- WHAT THE TASK REQUIRES -
From the data below, copy out every line in which the word "fender" occurs.

- INPUT DATA -
==========
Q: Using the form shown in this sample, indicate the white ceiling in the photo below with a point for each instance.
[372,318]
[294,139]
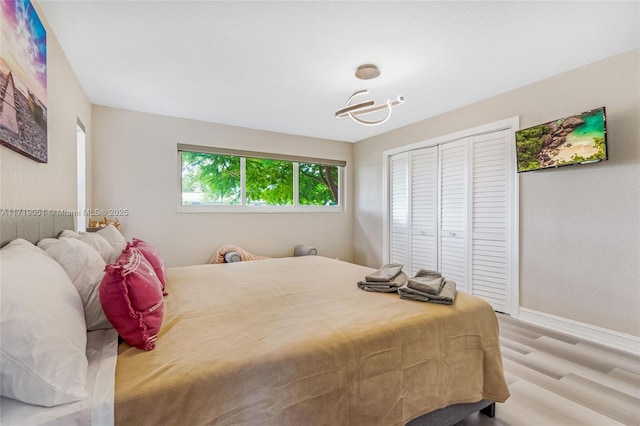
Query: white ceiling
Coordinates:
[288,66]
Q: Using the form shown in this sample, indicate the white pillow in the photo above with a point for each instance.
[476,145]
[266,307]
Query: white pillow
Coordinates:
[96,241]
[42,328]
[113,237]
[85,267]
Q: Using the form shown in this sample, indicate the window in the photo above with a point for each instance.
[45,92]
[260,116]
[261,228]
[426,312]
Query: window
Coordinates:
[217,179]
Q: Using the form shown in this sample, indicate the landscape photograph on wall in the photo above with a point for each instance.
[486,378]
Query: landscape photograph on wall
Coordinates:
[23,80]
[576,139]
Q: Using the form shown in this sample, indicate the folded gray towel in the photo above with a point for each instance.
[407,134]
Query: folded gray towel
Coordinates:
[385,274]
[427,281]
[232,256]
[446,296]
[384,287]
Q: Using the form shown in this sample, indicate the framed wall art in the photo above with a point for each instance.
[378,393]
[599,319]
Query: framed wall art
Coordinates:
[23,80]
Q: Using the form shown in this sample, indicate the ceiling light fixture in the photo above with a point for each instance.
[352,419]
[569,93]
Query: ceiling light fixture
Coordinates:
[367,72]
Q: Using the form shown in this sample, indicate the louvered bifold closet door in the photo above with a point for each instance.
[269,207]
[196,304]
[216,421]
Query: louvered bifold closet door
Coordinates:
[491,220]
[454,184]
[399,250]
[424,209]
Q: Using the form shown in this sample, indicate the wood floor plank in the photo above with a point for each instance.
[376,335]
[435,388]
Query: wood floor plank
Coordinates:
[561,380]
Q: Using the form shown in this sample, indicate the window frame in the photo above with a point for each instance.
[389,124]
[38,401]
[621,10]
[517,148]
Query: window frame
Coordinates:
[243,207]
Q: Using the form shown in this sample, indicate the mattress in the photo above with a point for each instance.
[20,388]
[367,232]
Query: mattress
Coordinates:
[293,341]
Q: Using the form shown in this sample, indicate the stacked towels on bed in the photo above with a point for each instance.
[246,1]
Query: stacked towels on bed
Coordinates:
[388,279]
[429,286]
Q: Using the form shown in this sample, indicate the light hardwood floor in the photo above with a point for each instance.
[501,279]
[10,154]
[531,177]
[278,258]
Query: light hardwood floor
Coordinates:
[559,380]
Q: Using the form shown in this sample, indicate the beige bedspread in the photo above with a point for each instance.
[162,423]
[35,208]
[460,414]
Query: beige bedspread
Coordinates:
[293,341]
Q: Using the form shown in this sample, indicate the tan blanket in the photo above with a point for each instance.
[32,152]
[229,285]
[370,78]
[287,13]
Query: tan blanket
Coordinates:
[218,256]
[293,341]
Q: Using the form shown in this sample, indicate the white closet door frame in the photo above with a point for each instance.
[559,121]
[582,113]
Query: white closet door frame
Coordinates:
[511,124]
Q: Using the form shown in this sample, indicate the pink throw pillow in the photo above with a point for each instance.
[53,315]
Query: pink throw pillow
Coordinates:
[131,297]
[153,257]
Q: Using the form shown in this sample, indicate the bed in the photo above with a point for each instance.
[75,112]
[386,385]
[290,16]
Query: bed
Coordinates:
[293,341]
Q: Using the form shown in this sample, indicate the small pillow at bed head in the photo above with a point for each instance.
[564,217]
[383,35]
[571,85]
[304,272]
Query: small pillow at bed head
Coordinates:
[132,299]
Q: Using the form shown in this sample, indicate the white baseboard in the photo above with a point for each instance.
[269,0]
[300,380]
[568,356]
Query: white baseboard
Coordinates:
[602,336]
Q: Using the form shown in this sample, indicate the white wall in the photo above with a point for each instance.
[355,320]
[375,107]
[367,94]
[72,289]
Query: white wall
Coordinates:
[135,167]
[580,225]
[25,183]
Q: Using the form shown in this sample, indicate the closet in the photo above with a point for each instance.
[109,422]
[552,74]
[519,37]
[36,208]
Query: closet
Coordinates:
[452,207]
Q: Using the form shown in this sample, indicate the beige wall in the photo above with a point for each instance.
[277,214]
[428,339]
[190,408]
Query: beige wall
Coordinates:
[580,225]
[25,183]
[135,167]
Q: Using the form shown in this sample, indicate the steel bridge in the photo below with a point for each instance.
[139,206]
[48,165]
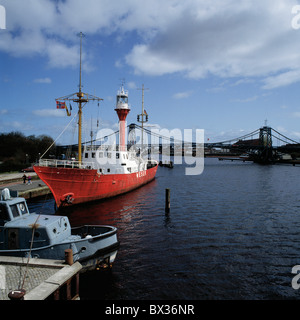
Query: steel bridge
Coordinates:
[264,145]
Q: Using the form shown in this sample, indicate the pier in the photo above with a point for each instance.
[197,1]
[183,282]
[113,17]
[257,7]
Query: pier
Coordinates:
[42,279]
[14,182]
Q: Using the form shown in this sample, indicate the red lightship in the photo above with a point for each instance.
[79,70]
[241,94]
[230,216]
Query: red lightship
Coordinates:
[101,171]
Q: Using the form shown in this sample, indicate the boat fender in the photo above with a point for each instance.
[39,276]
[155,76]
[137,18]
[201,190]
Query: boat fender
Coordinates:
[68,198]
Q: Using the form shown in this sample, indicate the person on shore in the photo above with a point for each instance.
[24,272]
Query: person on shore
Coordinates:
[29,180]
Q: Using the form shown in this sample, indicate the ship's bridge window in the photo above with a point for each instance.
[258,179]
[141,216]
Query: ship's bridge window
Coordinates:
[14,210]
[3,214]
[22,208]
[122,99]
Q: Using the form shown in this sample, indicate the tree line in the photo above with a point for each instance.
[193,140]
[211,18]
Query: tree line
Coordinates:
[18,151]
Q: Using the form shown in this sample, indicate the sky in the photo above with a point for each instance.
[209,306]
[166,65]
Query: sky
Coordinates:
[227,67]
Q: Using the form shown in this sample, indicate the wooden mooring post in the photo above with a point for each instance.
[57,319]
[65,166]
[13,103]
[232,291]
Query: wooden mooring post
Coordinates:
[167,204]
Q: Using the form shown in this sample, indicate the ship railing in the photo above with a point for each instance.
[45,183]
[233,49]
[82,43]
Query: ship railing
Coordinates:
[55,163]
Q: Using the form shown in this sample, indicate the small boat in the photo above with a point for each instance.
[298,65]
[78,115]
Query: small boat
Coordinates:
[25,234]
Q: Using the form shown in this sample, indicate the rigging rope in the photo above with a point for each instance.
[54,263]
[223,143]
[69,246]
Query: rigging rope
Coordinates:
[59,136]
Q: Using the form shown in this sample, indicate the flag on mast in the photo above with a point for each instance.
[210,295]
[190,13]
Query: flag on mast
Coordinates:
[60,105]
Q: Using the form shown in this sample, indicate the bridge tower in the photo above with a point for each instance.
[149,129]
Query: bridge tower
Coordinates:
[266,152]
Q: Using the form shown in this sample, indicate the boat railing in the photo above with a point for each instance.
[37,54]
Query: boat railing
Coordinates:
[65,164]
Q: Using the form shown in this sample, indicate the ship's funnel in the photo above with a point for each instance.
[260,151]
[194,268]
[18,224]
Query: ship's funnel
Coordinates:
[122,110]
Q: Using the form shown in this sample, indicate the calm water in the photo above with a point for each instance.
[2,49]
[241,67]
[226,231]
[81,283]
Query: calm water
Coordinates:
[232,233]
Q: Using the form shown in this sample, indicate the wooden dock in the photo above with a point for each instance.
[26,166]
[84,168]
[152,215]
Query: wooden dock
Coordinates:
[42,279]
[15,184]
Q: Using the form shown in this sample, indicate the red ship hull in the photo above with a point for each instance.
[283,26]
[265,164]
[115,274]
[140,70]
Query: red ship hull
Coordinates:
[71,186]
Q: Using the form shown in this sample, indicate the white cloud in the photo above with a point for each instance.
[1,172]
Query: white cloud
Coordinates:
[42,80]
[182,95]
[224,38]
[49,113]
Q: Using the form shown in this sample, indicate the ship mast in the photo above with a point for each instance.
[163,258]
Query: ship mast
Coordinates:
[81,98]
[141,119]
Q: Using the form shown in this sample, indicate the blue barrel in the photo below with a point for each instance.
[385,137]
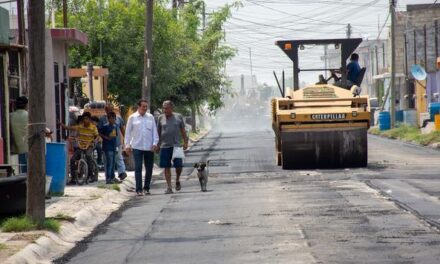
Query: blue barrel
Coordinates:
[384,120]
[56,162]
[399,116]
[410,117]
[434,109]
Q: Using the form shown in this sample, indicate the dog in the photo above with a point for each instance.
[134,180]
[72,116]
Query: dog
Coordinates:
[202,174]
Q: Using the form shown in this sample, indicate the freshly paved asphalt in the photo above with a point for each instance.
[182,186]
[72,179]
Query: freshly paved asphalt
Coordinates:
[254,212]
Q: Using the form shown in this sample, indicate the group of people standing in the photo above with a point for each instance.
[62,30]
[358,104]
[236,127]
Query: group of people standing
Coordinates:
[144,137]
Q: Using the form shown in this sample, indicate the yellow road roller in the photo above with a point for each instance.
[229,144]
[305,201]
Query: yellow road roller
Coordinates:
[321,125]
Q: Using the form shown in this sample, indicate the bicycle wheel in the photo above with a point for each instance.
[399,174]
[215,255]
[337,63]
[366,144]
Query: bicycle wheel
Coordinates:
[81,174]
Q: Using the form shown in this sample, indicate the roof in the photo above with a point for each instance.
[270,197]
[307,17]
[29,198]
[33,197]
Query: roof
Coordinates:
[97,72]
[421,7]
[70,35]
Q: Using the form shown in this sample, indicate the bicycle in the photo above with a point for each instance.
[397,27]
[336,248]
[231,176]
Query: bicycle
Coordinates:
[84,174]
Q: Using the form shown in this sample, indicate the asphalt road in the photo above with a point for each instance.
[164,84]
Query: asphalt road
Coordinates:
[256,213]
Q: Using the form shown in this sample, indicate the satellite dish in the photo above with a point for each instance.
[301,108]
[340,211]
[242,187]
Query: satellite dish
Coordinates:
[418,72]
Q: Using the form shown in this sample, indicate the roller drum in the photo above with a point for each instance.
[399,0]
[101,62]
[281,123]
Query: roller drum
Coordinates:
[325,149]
==========
- REPLY TO THE EXERCISE -
Q: Using the form shown in this sample, indicate the boat fender in the photo above with a point for each instance.
Query: boat fender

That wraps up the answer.